(TO DO)
(1) List every person named in the account of the 1976 Nobel Peace Prize ceremony.
(2) Pick up the account of the 1976 Nobel Peace Prize ceremony after its final sentence and keep writing.

SYNOPSIS: The prizes were presented during a ceremony at Oslo University in the Norwegian capital.
The Chairman of the Nobel Committee, Mrs Aase Lionaess, called Mrs Betty Williams and Miss Mairead Corrigan to the rostrum to receive the 1976 peace prizes.
The announcement for the award was delayed as their names were put forward after nominations had closed.
The Nobel Committee also wanted to be sure that the Northern Ireland peace movement which Mrs Williams and Miss Corrigan helped to launch was not a temporary phenomenon.
The audience, which included Norway's king Olav and members of his family, heard Miss Corrigan say the peace movement had proved that war solved nothing. She said that what mankind needed was love. The path of non-violence could change the problems.

(INFORMATION PROVIDED)

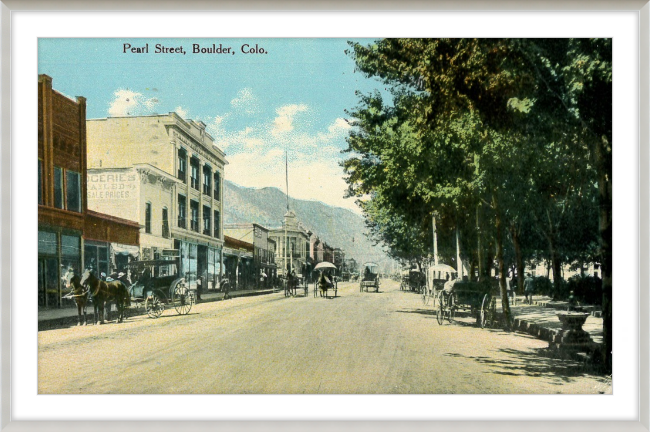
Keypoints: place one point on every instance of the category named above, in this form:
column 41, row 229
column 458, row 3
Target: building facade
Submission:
column 178, row 173
column 292, row 246
column 68, row 233
column 264, row 267
column 238, row 263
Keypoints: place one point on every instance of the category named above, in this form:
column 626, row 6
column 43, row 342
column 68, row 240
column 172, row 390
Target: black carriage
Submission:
column 476, row 297
column 412, row 280
column 369, row 278
column 157, row 284
column 294, row 285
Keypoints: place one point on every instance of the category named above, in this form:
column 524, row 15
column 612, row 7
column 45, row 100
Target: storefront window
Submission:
column 217, row 185
column 182, row 165
column 73, row 191
column 165, row 223
column 182, row 211
column 47, row 243
column 207, row 184
column 147, row 218
column 96, row 257
column 206, row 220
column 194, row 215
column 217, row 223
column 40, row 181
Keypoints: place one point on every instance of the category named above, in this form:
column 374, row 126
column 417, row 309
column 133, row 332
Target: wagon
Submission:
column 475, row 297
column 412, row 280
column 158, row 284
column 369, row 278
column 437, row 276
column 299, row 284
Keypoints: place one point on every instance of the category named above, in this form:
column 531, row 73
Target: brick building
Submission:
column 63, row 217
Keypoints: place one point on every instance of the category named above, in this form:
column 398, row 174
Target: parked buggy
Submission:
column 295, row 284
column 369, row 278
column 158, row 285
column 476, row 297
column 412, row 280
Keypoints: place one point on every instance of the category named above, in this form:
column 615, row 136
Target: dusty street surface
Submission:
column 385, row 342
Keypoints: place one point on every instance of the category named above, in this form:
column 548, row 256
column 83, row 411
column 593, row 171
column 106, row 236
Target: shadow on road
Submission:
column 540, row 362
column 429, row 312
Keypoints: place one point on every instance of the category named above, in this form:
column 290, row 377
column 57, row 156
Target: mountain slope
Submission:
column 338, row 227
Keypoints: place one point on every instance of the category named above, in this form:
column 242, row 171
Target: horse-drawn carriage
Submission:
column 476, row 297
column 369, row 278
column 158, row 284
column 412, row 280
column 293, row 284
column 325, row 282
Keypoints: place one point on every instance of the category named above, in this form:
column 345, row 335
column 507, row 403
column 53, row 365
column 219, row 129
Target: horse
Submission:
column 103, row 292
column 78, row 293
column 324, row 284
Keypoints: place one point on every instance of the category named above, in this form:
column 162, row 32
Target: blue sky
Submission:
column 255, row 105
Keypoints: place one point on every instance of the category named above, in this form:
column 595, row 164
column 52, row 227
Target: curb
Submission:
column 71, row 321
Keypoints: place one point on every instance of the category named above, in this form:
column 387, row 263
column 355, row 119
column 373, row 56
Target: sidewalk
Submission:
column 67, row 316
column 540, row 320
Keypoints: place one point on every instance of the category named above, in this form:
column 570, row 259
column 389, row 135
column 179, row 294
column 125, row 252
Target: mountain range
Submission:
column 338, row 227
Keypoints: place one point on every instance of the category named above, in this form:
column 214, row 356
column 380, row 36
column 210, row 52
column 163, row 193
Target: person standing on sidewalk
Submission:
column 528, row 289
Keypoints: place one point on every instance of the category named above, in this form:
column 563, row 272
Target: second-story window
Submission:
column 182, row 165
column 206, row 220
column 194, row 173
column 147, row 218
column 217, row 223
column 58, row 187
column 217, row 185
column 194, row 215
column 73, row 191
column 182, row 211
column 165, row 225
column 207, row 183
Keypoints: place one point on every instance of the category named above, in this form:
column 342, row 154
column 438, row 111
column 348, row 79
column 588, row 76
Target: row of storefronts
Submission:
column 142, row 188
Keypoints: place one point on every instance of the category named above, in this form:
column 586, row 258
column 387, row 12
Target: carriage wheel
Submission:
column 425, row 297
column 183, row 299
column 153, row 306
column 441, row 309
column 485, row 312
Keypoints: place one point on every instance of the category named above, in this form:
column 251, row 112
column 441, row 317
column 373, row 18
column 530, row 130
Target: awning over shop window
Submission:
column 121, row 249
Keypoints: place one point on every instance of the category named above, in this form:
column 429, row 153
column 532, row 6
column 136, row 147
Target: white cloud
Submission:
column 256, row 155
column 283, row 123
column 181, row 111
column 245, row 101
column 310, row 178
column 128, row 102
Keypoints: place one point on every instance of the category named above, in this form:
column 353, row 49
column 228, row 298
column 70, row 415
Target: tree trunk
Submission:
column 556, row 267
column 519, row 261
column 604, row 168
column 505, row 305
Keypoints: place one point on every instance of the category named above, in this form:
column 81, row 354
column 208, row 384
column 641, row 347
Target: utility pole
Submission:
column 458, row 260
column 435, row 240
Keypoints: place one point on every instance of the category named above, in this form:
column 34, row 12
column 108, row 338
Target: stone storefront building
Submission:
column 293, row 246
column 67, row 230
column 264, row 267
column 178, row 172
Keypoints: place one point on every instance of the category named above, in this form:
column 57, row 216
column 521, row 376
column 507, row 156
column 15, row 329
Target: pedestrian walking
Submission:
column 528, row 289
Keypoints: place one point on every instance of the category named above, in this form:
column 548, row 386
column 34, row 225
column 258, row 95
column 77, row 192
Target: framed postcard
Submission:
column 341, row 215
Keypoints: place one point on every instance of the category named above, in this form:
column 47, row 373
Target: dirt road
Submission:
column 362, row 343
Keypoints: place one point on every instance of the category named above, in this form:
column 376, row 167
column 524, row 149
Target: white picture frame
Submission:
column 7, row 7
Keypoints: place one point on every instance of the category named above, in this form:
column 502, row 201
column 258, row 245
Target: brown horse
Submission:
column 324, row 284
column 77, row 293
column 102, row 292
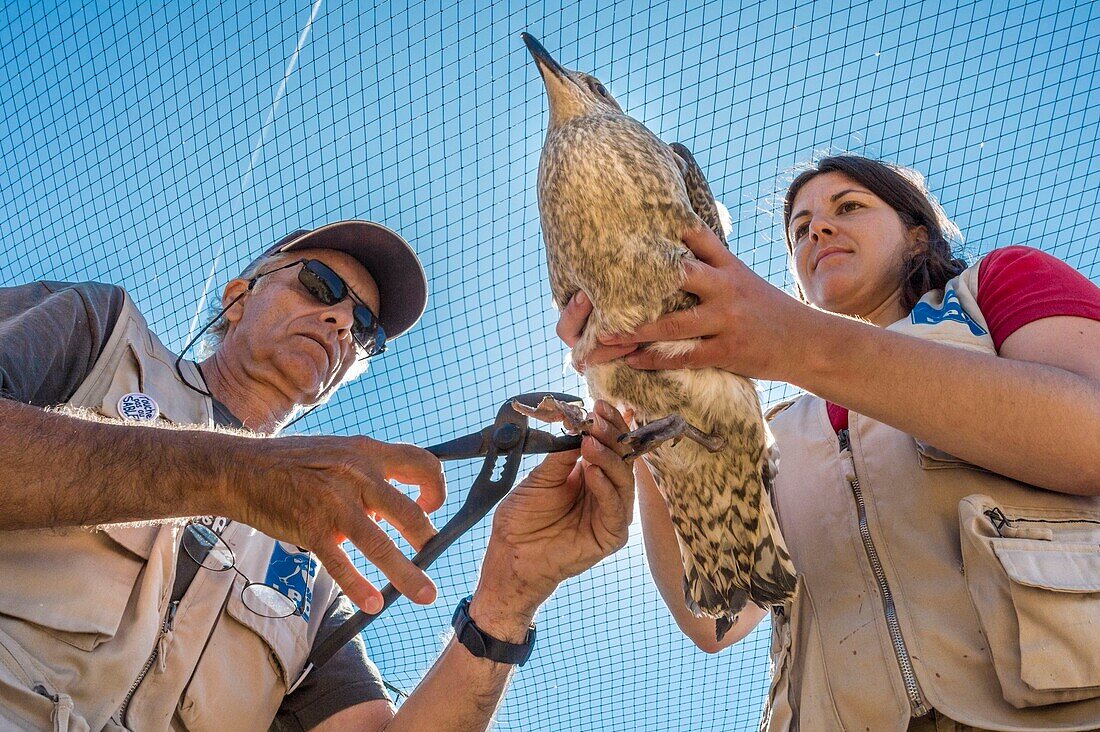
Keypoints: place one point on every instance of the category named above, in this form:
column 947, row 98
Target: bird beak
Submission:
column 542, row 58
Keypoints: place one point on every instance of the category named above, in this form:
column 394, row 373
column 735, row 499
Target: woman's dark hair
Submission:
column 903, row 189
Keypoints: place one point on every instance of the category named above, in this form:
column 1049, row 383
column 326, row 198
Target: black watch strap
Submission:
column 484, row 645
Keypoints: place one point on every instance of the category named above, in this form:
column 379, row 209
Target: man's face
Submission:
column 284, row 338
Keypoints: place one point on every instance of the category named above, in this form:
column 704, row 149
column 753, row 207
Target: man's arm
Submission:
column 310, row 491
column 560, row 521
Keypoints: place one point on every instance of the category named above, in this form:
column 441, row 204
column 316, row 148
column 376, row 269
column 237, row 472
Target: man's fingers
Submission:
column 358, row 588
column 614, row 500
column 573, row 317
column 381, row 552
column 611, row 414
column 402, row 512
column 607, row 458
column 414, row 466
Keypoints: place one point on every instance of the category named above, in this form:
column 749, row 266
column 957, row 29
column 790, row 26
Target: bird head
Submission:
column 571, row 94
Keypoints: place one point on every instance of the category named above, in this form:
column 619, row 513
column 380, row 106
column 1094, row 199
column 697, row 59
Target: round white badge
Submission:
column 138, row 407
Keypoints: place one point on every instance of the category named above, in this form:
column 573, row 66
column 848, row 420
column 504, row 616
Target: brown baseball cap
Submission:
column 403, row 287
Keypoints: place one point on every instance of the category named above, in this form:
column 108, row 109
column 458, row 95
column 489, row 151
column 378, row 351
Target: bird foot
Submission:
column 574, row 418
column 673, row 427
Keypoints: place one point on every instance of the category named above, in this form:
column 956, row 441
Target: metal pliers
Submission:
column 508, row 438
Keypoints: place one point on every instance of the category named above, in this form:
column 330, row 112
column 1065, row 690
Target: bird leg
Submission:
column 574, row 418
column 673, row 427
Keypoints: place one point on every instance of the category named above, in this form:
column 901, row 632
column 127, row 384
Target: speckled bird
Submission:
column 614, row 201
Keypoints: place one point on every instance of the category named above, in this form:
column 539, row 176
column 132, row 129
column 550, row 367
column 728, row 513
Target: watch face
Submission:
column 482, row 645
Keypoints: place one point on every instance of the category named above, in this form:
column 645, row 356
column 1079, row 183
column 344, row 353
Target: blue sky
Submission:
column 161, row 146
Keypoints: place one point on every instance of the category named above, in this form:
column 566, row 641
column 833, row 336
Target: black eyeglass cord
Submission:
column 205, row 392
column 179, row 358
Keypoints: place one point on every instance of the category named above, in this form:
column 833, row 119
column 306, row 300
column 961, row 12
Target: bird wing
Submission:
column 699, row 190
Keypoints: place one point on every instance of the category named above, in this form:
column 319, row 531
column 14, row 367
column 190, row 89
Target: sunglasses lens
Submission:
column 322, row 283
column 369, row 331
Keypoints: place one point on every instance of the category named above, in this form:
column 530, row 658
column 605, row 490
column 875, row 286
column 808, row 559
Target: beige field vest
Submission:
column 81, row 611
column 994, row 583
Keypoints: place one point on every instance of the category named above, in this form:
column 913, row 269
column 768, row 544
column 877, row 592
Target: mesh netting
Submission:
column 162, row 145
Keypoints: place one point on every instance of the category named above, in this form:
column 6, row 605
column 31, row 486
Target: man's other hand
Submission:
column 318, row 491
column 567, row 515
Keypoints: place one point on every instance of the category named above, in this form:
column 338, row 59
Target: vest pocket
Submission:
column 1033, row 575
column 248, row 656
column 28, row 699
column 800, row 697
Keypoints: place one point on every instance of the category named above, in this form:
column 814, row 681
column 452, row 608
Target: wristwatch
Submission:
column 484, row 645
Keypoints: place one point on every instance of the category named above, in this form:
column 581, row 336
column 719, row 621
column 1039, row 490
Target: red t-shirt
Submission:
column 1018, row 285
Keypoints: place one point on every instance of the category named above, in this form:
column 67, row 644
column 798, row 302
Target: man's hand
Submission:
column 567, row 515
column 318, row 491
column 745, row 325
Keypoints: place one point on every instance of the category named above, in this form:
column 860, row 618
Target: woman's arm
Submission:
column 1032, row 414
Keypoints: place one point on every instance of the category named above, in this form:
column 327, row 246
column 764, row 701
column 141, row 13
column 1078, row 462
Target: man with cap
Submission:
column 207, row 623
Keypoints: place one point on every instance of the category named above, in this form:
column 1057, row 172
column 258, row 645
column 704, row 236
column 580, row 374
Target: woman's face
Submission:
column 848, row 248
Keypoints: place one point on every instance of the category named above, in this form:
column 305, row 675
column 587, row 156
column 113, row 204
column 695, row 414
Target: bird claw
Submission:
column 673, row 427
column 574, row 418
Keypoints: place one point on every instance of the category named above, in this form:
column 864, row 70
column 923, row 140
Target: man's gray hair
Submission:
column 211, row 341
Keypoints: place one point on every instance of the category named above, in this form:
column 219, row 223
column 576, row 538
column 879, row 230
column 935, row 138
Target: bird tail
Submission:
column 770, row 580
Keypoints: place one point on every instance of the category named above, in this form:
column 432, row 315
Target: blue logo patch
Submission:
column 927, row 315
column 293, row 574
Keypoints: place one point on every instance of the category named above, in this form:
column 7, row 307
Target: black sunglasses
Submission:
column 329, row 288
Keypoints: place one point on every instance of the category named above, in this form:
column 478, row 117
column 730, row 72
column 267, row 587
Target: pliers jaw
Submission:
column 508, row 437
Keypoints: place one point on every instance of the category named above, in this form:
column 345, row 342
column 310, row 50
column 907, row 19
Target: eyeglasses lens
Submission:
column 267, row 601
column 210, row 552
column 207, row 548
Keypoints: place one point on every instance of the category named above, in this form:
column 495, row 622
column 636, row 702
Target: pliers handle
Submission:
column 508, row 437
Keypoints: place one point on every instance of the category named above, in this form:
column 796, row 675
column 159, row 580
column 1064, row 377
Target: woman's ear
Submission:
column 919, row 240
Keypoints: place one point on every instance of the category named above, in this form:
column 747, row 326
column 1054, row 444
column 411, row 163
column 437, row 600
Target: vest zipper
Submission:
column 169, row 619
column 999, row 521
column 904, row 663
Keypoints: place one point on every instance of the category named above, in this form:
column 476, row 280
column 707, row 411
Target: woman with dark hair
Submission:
column 937, row 482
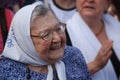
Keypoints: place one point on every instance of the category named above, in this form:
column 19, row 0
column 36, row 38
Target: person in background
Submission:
column 36, row 49
column 63, row 9
column 27, row 2
column 6, row 16
column 114, row 9
column 96, row 34
column 13, row 5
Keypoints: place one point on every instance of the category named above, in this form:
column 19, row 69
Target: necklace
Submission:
column 100, row 31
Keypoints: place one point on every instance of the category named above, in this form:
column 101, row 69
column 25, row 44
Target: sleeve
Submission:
column 76, row 66
column 9, row 16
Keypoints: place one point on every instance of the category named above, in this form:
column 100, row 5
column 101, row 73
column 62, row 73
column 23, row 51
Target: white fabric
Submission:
column 19, row 45
column 82, row 37
column 62, row 15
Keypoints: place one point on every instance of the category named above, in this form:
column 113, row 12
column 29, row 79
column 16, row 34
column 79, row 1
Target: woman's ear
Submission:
column 108, row 3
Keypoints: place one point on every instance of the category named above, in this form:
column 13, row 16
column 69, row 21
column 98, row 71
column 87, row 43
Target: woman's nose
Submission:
column 56, row 37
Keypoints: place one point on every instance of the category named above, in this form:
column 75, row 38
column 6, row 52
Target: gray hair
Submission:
column 39, row 10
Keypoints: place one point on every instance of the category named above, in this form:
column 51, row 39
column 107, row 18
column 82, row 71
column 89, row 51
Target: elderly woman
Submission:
column 92, row 28
column 35, row 49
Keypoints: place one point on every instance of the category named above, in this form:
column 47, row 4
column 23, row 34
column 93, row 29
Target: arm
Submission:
column 102, row 58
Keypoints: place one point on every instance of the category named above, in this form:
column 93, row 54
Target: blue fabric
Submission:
column 76, row 68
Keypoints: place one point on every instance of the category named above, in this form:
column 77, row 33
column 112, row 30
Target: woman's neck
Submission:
column 65, row 4
column 41, row 69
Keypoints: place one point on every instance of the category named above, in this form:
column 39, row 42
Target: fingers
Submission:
column 107, row 46
column 104, row 54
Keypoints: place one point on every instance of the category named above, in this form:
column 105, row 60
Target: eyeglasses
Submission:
column 48, row 35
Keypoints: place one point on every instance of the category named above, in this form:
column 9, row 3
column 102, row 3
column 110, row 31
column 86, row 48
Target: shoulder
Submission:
column 10, row 69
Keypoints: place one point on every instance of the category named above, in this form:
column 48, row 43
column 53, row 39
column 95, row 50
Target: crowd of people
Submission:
column 60, row 40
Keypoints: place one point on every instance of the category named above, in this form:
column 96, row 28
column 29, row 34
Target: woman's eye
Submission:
column 45, row 34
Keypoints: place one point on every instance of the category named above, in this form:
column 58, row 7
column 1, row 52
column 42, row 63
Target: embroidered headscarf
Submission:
column 19, row 45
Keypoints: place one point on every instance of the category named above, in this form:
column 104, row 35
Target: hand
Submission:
column 102, row 57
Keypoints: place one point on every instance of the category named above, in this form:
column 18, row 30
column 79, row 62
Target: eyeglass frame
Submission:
column 51, row 32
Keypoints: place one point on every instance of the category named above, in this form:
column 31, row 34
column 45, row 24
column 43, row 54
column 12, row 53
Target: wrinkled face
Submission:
column 93, row 8
column 50, row 45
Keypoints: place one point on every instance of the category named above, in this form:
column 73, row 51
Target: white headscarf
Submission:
column 19, row 45
column 83, row 38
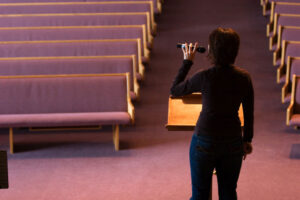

(RESULTS OF THE TASKS)
(1) Mrs Aase Lionaess, Mrs Betty Williams, Miss Mairead Corrigan, and king Olav

(2)
Before the ceremony, the three award winners received the prize money of 681,000 Swedish crowns (142,000 U.S. dollars) from the Committee. They were then received in audience by the king. About 50 supporters of the Irish Republican Arm which is fighting British rule in Northern Ireland, demonstrated outside Oslo University, shouting "No to the peace people" and "The fight continues"
Amnesty International's Swedish chairman Thomas Hammarbert, who was accompanied by a delegation from Amnesty, said they understood the award to me and that there was a close interdependence between peace and human right. No peace in a country was stable when it was ruled by political imprisonment.